» TASK INSTRUCTIONS
Scale the point coordinates in the answers below by 1.45, rounding each to the nearest whole number with halves going up, and write out every line of the entries again, requests included. The requests themselves stay unchanged.
++++ RECORD EXCERPTS
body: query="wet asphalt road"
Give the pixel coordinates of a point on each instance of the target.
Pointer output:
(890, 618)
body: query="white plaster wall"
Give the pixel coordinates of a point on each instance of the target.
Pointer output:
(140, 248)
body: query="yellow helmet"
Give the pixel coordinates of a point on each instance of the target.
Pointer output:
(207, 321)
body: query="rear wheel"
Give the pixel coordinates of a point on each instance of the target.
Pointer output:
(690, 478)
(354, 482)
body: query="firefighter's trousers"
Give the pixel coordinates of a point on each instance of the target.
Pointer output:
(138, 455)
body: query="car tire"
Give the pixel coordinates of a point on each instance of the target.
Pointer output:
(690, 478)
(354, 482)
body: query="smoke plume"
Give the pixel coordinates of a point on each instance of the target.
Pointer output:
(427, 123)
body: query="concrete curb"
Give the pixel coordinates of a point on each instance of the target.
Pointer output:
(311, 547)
++++++++
» SOLUTION TO THE EXERCISE
body: query="wet asphalt road"
Give the pixel coordinates of a point on each instance of the target.
Pointer output:
(1291, 896)
body: query="white plaster wall"
Give the pixel coordinates of a point on each instance of the target.
Pointer output:
(203, 360)
body: query="yellow helmet"
Give the pixel coordinates of a point on each instance of the target.
Pointer output:
(300, 465)
body: query="rear wheel"
Give the pixel coordinates of a point on each instance of the target.
Pointer output:
(1001, 693)
(513, 699)
body: query="firefighter's trousers"
Give the pixel coordinates of a point on each instance of the target.
Pointer output:
(200, 660)
body: query="car tire"
Give the pixel coordinates of a point on each instance of the target.
Pointer output:
(1001, 693)
(513, 699)
body: query="smoke plume"
Give the pixel coordinates of a point on each instance of the target.
Pointer output:
(619, 178)
body: query="concrete curb"
Give the pixel coordinates of a point on each instance of the target.
Pointer output:
(451, 793)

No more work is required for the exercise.